**PASSAGE SHOWN**
For HIGH-CARDINALITY categorical features:

Instead of:  user_id → [0, 0, 0, 1, 0, 0, ..., 0]  (100K dimensions)

Learn:       user_id → [0.23, -0.15, 0.87, 0.42]  (embedding, e.g., 64 dimensions)

Benefits:
• Dense, low-dimensional representation
• Captures semantic similarity (similar users have similar embeddings)
• Learned during model training

Used in:
• Recommendation systems (user/item embeddings)
• NLP (word embeddings like Word2Vec)
• Ads CTR prediction (ad/user embeddings)
""")

# Simulate learned embeddings
np.random.seed(42)
embedding_dim = 8
n_categories = 1000

# Pretend these are learned embeddings
fake_embeddings = np.random.randn(n_categories, embedding_dim)

print(f"\nSimulated embedding table shape: {fake_embeddings.shape}")
print(f"  {n_categories} categories × {embedding_dim} dimensions")
print(f"\nSample embedding for category 0:")
print(f"  {fake_embeddings[0]}")

---

## E4) Data Prep Talking Points Checklist (Chapter Content)

**RECORDED INFORMATION**
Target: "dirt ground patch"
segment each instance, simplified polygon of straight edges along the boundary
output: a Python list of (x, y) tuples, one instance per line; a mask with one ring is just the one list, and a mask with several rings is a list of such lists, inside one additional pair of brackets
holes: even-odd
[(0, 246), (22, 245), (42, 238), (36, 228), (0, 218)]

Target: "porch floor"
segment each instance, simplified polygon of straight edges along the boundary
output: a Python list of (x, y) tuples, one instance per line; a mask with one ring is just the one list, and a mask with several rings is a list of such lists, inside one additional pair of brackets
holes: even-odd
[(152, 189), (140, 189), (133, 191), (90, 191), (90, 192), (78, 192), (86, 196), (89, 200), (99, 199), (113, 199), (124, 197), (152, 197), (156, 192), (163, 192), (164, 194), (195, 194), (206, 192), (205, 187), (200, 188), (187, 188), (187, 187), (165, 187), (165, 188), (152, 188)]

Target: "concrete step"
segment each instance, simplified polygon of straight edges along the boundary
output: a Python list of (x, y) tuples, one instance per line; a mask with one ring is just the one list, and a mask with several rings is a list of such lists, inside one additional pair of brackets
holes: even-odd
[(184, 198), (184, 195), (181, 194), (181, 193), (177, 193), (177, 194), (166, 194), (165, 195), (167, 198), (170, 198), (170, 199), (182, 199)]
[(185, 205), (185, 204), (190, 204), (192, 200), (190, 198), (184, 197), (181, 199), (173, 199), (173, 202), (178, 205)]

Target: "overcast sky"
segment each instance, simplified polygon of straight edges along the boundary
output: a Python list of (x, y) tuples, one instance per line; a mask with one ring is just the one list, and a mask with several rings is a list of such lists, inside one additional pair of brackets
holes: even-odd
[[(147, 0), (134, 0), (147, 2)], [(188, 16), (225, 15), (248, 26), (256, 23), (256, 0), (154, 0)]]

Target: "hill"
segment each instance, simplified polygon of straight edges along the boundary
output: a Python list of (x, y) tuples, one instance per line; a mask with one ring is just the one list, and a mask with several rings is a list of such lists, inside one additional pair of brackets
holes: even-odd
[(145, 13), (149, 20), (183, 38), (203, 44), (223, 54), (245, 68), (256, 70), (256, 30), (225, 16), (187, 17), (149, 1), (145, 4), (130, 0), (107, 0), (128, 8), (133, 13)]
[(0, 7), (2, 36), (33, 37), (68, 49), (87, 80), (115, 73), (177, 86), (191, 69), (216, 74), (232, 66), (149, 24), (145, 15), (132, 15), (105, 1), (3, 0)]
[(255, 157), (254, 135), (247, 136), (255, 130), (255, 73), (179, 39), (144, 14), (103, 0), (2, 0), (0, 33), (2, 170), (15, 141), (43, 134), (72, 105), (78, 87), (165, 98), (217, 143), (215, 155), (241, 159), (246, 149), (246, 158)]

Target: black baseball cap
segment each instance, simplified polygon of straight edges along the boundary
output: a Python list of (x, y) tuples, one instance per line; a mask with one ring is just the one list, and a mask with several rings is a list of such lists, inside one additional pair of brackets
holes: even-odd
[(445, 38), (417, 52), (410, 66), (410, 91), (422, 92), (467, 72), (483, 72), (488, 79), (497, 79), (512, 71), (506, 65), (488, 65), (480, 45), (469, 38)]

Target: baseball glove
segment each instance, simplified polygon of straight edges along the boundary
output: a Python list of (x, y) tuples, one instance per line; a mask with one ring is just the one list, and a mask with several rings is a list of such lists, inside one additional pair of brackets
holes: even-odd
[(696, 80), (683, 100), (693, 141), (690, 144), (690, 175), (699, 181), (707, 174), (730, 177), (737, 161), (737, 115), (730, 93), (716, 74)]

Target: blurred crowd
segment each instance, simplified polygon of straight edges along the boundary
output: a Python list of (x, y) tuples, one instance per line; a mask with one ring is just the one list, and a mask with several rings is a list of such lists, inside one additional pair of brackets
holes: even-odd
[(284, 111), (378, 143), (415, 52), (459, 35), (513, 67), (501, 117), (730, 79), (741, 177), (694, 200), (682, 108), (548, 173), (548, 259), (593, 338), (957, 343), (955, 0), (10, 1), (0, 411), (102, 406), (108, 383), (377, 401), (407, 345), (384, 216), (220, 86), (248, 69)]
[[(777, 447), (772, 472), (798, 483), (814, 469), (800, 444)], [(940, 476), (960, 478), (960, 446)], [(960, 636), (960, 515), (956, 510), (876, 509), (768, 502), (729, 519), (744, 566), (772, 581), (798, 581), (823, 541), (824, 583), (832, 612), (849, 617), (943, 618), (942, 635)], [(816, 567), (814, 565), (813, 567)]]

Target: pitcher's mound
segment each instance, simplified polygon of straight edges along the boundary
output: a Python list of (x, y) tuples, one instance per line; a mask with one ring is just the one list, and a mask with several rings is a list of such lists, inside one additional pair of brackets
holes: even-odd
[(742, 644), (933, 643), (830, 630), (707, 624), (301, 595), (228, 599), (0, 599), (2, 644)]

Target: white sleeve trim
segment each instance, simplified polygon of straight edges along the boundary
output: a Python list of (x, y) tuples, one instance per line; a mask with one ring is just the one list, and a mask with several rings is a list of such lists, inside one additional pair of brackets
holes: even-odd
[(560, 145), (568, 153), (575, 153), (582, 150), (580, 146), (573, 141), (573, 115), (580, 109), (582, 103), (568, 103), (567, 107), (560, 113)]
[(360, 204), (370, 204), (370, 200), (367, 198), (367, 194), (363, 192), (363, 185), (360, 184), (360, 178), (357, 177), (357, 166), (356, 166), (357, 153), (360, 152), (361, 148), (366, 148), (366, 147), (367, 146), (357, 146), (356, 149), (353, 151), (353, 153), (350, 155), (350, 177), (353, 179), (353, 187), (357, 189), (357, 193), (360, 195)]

**PROBLEM**
From the passage on embeddings for high-cardinality categorical features above, list every application area it names under "Used in:".

**THE RESULT**
- Recommendation systems (user/item embeddings)
- NLP (word embeddings like Word2Vec)
- Ads CTR prediction (ad/user embeddings)